• Required actions:
a - Using the passage on neural network expressiveness, explain why deep networks are used, given that one hidden layer is said to be enough to approximate any continuous function.
b - Reproduce word for word the passage on neural network expressiveness between "Why do we use" and "on the web...", inclusive.

• Excerpted passage:

- - -

First of all we do not stack linear functions into each other in order to obtain a nonlinear function. There is a clear reason why NNs might never work like that: Stacking linear functions into each other would yield again a linear function.

What makes NNs nonlinear is the activation function that comes behind the linear function! However, in principal you are right: We simply stack a lot of logistic regressions (not linear ones though!) into each other and ... tadaa: we get something good out of it... is that fair? Turns out that (from a theoretical point of view) it actually is fair. Even worse: Using the celebrated and well known Theorem of Stone-Weierstrass we simply prove that neural networks with just one hidden layer and no output function at the final node is enough to approximize any continuous functions (and beleive me, continuous functions can be ugly beasts, see the "devils staircase": https://en.wikipedia.org/wiki/Cantor_distribution) on intervals of the form $[a,b]$ (NNs with just one hidden layer and no output function at the final node are exactly functions of the form $x \mapsto = b + a_1\phi_1(x) + ... + a_l\phi_l(x)$ where $l$ is the size of the hidden layer, i.e. polynomials in logistic functions and they form an algebra by definition!). I.e. 'by construction', NNs are very expressive.

Why do we use deep NNs then? The reason is that the SW-theorem above only guarantees that there is a sufficiently large layer size so that we can come close to our (hopefully continuous) target function. However, the layer size needed may be so large that no computer could ever handle weight matrices of that size. NNs with more hidden layers seem to be a good compromise between 'accuracy' and computability. I do not know of any theoretical results that points into the direction of 'how much' the expresiveness of NNs grows when putting in more hidden layers in comparison to just increasing the size of the single hidden layer but maybe there are some resources on the web...

- - -

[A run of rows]
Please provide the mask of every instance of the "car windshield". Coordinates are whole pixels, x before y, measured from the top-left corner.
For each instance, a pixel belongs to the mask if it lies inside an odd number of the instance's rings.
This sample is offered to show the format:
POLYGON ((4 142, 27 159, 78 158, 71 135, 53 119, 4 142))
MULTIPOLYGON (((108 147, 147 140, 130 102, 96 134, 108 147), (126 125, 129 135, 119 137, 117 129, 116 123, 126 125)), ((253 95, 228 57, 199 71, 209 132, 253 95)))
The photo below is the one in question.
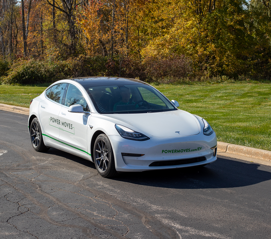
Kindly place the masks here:
MULTIPOLYGON (((122 83, 123 84, 123 83, 122 83)), ((83 86, 101 114, 135 113, 171 110, 176 108, 155 88, 148 85, 83 86)))

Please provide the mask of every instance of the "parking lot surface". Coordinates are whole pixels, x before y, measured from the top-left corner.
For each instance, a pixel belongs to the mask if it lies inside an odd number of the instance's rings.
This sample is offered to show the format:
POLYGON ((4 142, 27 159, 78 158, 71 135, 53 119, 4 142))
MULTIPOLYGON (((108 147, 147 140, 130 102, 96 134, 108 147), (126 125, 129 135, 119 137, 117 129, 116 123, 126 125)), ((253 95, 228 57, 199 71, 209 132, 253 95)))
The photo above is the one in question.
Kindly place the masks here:
POLYGON ((28 118, 0 111, 1 238, 271 238, 270 166, 219 156, 105 178, 90 162, 35 151, 28 118))

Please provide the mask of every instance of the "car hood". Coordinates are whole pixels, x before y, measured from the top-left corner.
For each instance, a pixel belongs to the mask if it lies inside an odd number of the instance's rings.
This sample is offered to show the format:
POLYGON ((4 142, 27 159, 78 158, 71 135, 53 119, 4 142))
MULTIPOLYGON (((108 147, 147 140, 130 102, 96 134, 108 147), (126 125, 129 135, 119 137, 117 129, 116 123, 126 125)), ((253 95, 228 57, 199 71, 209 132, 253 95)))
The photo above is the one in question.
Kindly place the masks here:
POLYGON ((147 133, 156 137, 185 136, 199 133, 196 119, 190 114, 182 110, 118 114, 110 115, 110 117, 126 123, 123 126, 131 129, 136 131, 135 128, 141 133, 147 133))

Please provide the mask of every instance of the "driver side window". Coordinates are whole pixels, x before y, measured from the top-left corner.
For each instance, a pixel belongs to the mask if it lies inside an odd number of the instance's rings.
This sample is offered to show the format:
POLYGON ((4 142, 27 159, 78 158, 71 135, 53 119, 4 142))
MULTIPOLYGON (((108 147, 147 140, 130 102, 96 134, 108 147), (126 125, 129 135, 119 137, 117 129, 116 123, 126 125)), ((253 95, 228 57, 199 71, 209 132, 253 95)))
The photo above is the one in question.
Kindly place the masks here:
POLYGON ((74 104, 80 104, 84 111, 90 112, 87 101, 81 92, 77 87, 71 84, 69 84, 67 89, 64 104, 68 107, 74 104))

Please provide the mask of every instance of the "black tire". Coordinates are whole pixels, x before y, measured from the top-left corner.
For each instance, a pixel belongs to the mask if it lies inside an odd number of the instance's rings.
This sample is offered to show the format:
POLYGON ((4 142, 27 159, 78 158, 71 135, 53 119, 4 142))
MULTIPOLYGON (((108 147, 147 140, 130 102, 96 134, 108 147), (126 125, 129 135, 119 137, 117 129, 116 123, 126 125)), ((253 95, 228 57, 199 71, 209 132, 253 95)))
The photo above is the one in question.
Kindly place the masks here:
POLYGON ((37 118, 34 118, 30 126, 30 139, 34 149, 38 152, 45 152, 49 150, 43 142, 41 129, 37 118))
POLYGON ((100 135, 95 140, 93 159, 96 169, 102 177, 112 178, 118 175, 111 144, 108 137, 103 134, 100 135))

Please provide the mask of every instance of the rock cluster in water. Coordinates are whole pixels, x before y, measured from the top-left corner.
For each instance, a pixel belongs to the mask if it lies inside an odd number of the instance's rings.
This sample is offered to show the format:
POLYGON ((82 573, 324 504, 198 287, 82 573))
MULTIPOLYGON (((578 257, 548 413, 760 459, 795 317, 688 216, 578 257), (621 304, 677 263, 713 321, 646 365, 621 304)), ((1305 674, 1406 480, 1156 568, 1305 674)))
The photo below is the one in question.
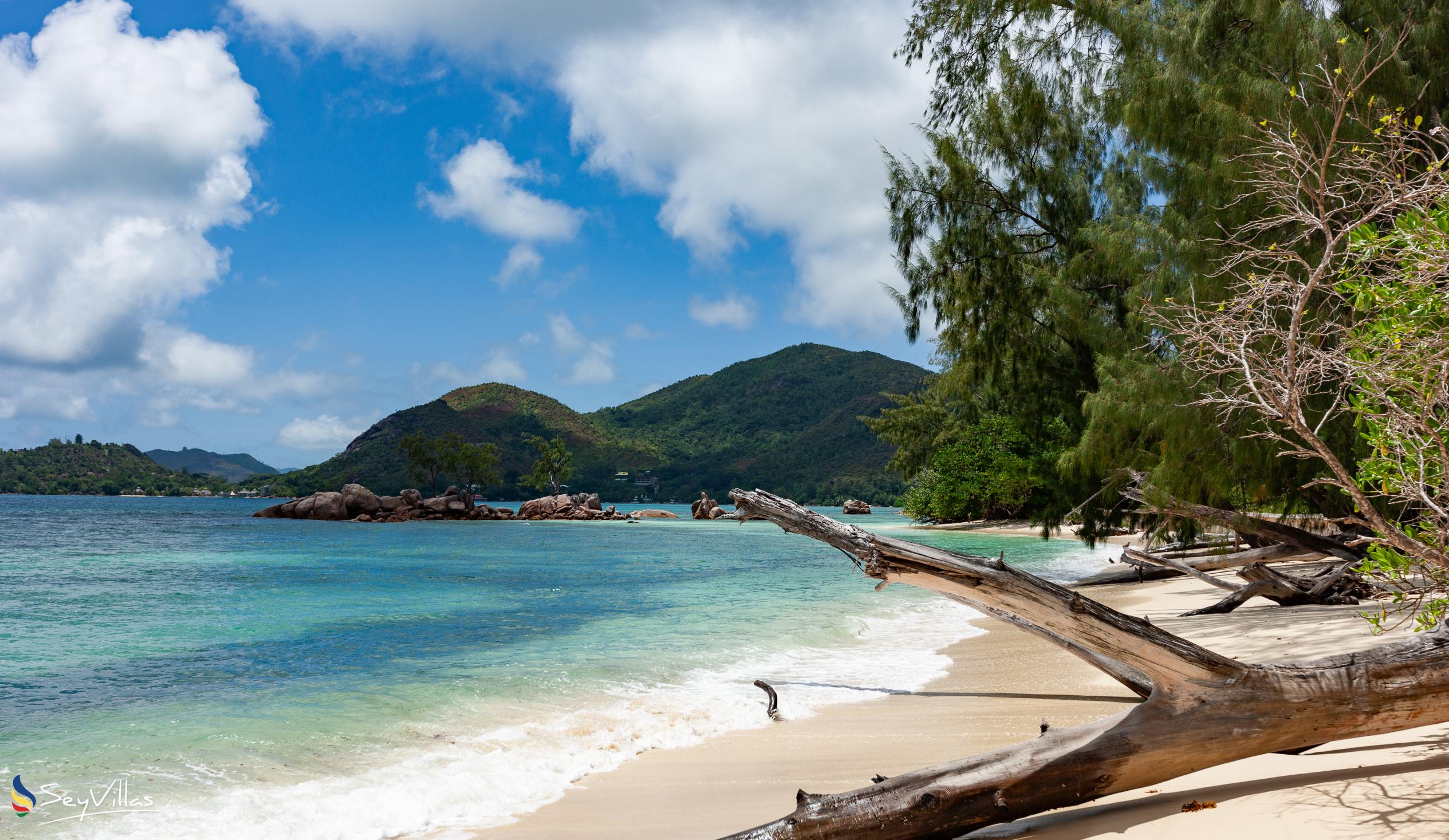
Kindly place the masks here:
POLYGON ((262 508, 261 518, 320 518, 333 521, 419 521, 419 520, 497 520, 497 518, 623 518, 598 503, 597 492, 546 495, 523 503, 517 513, 509 507, 475 504, 472 495, 449 487, 442 495, 423 498, 416 490, 397 495, 377 495, 361 484, 348 484, 342 492, 314 492, 303 498, 262 508))
POLYGON ((558 494, 532 498, 519 507, 517 518, 625 518, 614 505, 603 507, 597 492, 558 494))
POLYGON ((701 492, 698 501, 690 504, 690 513, 694 518, 719 518, 729 511, 720 507, 720 503, 710 498, 710 494, 701 492))

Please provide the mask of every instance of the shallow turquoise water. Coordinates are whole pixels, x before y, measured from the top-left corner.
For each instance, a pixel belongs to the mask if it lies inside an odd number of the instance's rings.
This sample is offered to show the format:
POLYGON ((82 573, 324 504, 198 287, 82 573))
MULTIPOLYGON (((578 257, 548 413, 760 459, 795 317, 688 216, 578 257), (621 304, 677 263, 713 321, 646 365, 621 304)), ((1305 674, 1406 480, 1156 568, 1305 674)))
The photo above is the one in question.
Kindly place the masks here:
MULTIPOLYGON (((51 804, 25 836, 503 821, 643 749, 761 726, 755 676, 804 715, 919 688, 972 631, 965 608, 877 594, 765 523, 358 526, 261 505, 0 497, 0 769, 151 798, 55 823, 71 811, 51 804)), ((894 533, 1059 579, 1100 565, 1065 540, 894 533)))

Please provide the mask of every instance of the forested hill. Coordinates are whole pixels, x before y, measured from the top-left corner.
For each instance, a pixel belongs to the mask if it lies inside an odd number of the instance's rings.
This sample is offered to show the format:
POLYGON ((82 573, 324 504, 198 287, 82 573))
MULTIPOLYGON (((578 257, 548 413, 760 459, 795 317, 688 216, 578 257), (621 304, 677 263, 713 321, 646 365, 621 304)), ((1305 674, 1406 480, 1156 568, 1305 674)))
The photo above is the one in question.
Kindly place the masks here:
POLYGON ((183 475, 146 458, 130 443, 62 442, 0 452, 0 492, 181 495, 196 488, 213 492, 226 479, 183 475))
POLYGON ((227 481, 242 481, 252 475, 277 475, 281 472, 245 452, 219 455, 206 449, 187 449, 183 446, 180 450, 148 449, 146 456, 167 469, 177 472, 185 469, 191 474, 204 472, 206 475, 217 475, 227 481))
POLYGON ((926 375, 880 353, 796 345, 588 414, 490 382, 390 414, 342 453, 272 484, 313 492, 356 481, 396 492, 417 484, 397 452, 403 434, 458 432, 497 445, 501 485, 490 495, 517 495, 519 476, 533 461, 523 443, 529 433, 562 436, 574 452, 569 485, 610 501, 632 498, 635 479, 651 471, 659 479, 655 500, 700 491, 720 498, 730 487, 749 485, 807 501, 859 497, 881 504, 901 482, 885 472, 891 448, 859 417, 880 414, 890 406, 884 392, 914 391, 926 375), (619 472, 629 476, 616 478, 619 472))

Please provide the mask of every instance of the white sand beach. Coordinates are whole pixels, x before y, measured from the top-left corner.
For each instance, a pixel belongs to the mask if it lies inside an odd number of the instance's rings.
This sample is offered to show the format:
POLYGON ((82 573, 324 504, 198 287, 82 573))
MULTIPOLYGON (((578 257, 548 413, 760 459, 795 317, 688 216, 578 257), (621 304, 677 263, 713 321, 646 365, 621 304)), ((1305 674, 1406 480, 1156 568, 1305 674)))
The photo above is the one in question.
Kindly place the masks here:
MULTIPOLYGON (((1174 579, 1090 589, 1094 598, 1227 656, 1288 662, 1371 647, 1355 607, 1252 602, 1230 616, 1181 618, 1217 598, 1174 579)), ((1087 723, 1136 698, 1074 656, 994 620, 946 650, 949 675, 923 691, 824 708, 806 720, 740 731, 696 747, 646 753, 585 776, 562 799, 478 840, 707 839, 794 808, 797 789, 839 792, 935 762, 1087 723)), ((790 694, 781 708, 790 714, 790 694)), ((1210 768, 1146 791, 984 828, 972 837, 1375 839, 1449 834, 1449 724, 1337 742, 1300 756, 1210 768), (1193 799, 1217 805, 1182 812, 1193 799)))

- - -

• Responses to the tasks:
a - The Stone-Weierstrass result only guarantees that some large enough layer size exists to get close to the target function. That size may be so large that no computer could handle weight matrices of that size. Networks with more hidden layers seem to offer a good compromise between accuracy and computability.

b -
Why do we use deep NNs then? The reason is that the SW-theorem above only guarantees that there is a sufficiently large layer size so that we can come close to our (hopefully continuous) target function. However, the layer size needed may be so large that no computer could ever handle weight matrices of that size. NNs with more hidden layers seem to be a good compromise between 'accuracy' and computability. I do not know of any theoretical results that points into the direction of 'how much' the expresiveness of NNs grows when putting in more hidden layers in comparison to just increasing the size of the single hidden layer but maybe there are some resources on the web...